What you are asked to do: Please restate the listing below with "earns a single dot" changed to "receives one point" wherever it occurs and everything else left as is. Leave the pictures out of your answer.

Available records:

* BEGIN *

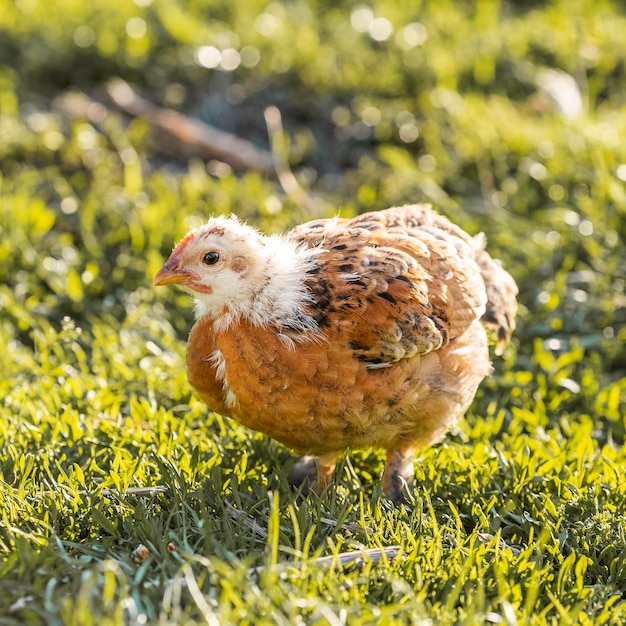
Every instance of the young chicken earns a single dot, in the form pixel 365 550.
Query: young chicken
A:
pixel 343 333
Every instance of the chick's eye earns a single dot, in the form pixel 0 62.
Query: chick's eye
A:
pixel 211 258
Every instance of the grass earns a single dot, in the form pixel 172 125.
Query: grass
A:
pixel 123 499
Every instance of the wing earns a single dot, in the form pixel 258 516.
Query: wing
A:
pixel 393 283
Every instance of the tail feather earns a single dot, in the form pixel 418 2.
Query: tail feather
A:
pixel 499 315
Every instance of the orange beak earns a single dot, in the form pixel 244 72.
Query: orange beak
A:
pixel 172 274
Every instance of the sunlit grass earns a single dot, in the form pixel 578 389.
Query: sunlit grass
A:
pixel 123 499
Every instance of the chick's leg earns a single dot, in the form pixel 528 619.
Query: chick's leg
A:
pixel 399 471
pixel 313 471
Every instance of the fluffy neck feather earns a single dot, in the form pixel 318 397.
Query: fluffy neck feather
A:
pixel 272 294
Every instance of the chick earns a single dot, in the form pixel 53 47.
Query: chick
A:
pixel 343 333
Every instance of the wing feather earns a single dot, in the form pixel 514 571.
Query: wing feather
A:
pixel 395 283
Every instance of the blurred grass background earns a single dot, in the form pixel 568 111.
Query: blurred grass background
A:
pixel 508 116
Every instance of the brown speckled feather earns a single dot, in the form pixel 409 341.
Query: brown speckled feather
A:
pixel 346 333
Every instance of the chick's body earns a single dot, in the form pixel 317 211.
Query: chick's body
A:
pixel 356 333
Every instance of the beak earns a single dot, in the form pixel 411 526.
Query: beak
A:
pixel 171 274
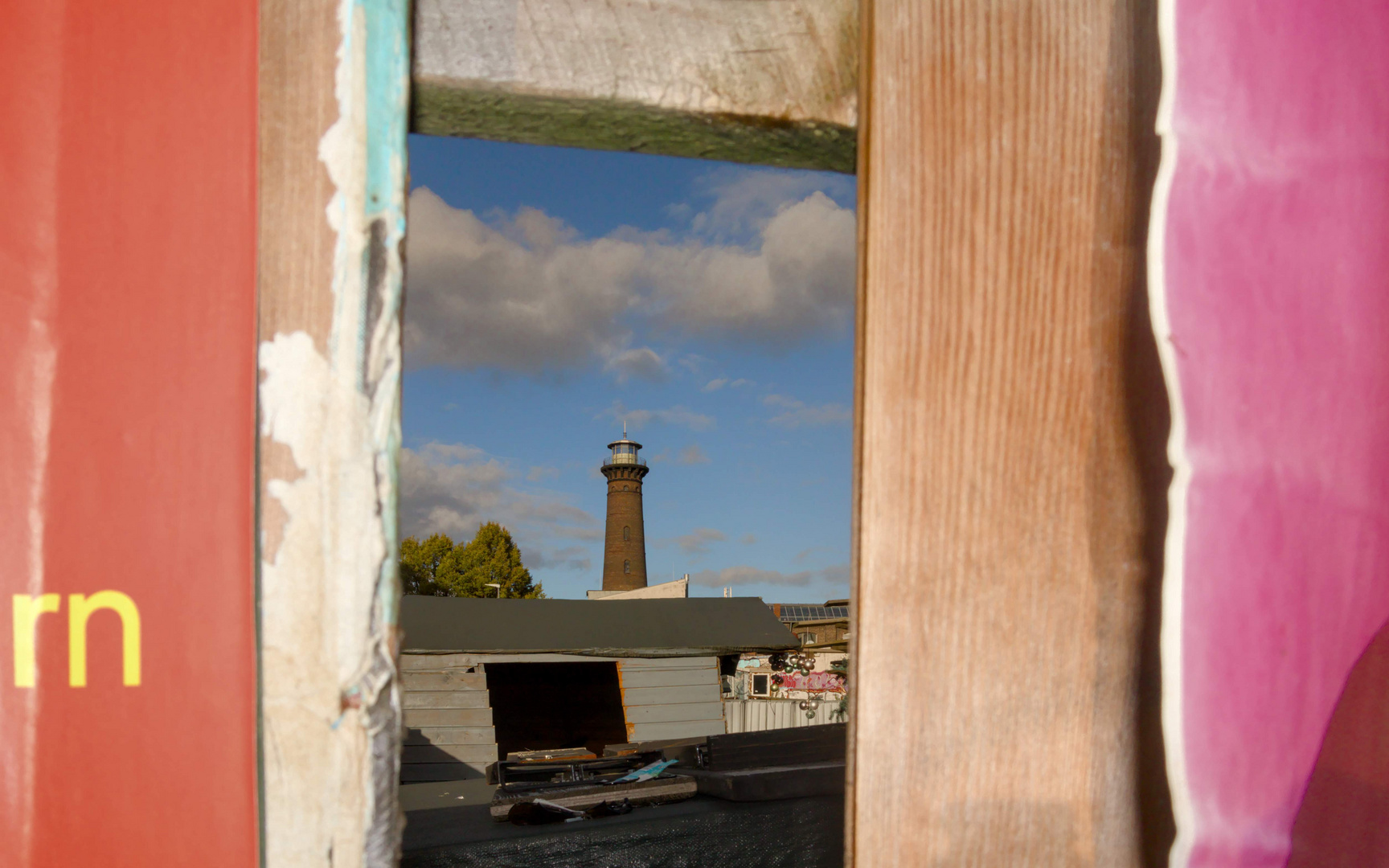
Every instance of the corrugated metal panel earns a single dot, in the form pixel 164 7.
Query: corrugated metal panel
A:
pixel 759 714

* END *

Written response:
Every instance of the young chicken receives one point, in the form pixel 365 550.
Query: young chicken
A:
pixel 343 333
Every instance of the chick's eye receives one point, in the form pixel 0 62.
Query: chick's eye
A:
pixel 211 258
Every instance of the grass receives one point, in the form pixel 172 125.
Query: grass
A:
pixel 123 499
Every instance of the wing receives one point, in the form pixel 258 516.
Query: wing
A:
pixel 393 283
Every instance of the tail feather receives one point, in the form pixel 418 2.
Query: tail feather
A:
pixel 499 315
Every instance of the orange beak receives one point, in the form pixel 244 72.
Query: orange beak
A:
pixel 172 274
Every instance of the sunlit grass receives one point, in the form pixel 578 389.
Query: sunlit grass
A:
pixel 123 499
Every instance of the chick's leg receives one point, in the form pixel 528 619.
Query: chick's leg
A:
pixel 399 471
pixel 313 471
Every instance of the fluffy neck feather receives one point, in the form pixel 318 397.
Query: fluffy neck feather
A:
pixel 272 294
Every instance of the chick receives one point, in the form pixel 53 47.
Query: chick
A:
pixel 343 333
Every instance of the wing feather receives one point, in the form pixel 514 571.
Query: wing feather
A:
pixel 395 283
Every instance of the blurred grass background receives one point, in the form pixel 568 111.
Query: blurred grass background
A:
pixel 508 116
Every instance of the brown speckled feather receives one point, in the form pixel 409 341.
Query: brown speckled feather
A:
pixel 346 333
Every instance of the chick's body receives one point, in the form pixel 317 211.
Query: chick's body
A:
pixel 356 333
Every instance of the beak receives one point, in the form pixel 411 526.
Query: beak
A:
pixel 171 274
Every instance of the corrugated metal panel receives one point, in the form pixel 164 7.
Query: corrugated metal panel
A:
pixel 759 714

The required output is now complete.